WRITTEN PROBLEM: Pull out every line of the items that contains the string "tree", and copy each such line unchanged.

(Contour labeling items)
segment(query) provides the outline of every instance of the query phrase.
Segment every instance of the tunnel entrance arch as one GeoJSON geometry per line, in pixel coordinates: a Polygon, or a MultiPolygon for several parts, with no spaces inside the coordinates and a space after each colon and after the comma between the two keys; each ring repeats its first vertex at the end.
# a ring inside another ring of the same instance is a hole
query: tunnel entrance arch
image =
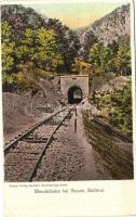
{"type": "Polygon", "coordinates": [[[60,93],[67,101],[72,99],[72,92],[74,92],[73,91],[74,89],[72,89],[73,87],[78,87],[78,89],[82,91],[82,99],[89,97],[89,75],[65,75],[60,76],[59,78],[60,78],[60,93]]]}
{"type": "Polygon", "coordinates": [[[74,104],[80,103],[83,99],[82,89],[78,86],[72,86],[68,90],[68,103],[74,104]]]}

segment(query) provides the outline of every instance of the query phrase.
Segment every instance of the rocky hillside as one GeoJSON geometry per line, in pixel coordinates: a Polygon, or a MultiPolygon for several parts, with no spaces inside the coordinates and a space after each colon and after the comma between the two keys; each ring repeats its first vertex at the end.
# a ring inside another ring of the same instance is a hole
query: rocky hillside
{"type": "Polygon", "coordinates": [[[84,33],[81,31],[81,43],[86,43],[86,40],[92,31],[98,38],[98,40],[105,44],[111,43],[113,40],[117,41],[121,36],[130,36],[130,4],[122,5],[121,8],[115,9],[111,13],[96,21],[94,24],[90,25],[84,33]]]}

---

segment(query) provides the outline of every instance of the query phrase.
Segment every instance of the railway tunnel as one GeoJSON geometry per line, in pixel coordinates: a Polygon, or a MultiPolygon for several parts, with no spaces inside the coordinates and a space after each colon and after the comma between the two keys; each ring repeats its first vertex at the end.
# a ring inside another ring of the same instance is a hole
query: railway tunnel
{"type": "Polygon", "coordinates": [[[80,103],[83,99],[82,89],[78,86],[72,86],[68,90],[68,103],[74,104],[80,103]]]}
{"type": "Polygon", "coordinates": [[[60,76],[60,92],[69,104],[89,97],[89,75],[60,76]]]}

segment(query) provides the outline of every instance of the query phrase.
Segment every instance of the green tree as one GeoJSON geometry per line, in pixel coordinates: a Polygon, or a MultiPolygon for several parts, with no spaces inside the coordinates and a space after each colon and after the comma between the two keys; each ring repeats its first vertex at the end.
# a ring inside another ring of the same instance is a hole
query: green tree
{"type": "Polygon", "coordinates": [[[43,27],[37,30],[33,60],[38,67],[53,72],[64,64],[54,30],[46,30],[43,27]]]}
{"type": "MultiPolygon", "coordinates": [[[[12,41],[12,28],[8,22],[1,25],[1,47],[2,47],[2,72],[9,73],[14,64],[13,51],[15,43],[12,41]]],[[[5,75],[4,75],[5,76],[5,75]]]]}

...

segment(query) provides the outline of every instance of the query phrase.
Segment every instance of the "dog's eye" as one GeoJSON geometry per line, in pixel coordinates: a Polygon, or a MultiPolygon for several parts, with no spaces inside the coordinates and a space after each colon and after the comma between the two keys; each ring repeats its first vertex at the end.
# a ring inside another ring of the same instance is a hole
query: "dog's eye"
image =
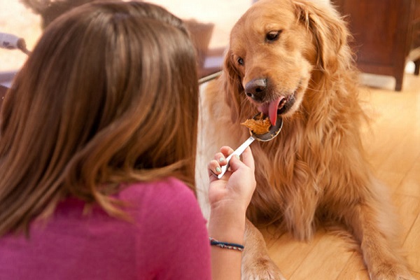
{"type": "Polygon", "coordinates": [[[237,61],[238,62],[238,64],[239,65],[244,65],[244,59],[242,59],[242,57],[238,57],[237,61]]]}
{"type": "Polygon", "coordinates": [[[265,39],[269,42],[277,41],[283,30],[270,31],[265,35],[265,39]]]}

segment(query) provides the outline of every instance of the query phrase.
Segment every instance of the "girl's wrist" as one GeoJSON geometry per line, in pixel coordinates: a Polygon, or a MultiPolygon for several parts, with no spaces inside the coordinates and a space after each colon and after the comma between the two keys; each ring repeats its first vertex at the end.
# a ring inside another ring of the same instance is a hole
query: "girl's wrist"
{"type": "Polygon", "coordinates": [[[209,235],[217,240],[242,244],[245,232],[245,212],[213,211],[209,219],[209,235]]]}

WRITTEN SOLUTION:
Segment every instance of the green tree as one GeoJSON geometry per line, in pixel coordinates: a Polygon, or a MultiPolygon for several parts, with no spaces inside the coordinates and a space after each colon and after the comma between the two keys; each ring repeats its first vertex at the end.
query: green tree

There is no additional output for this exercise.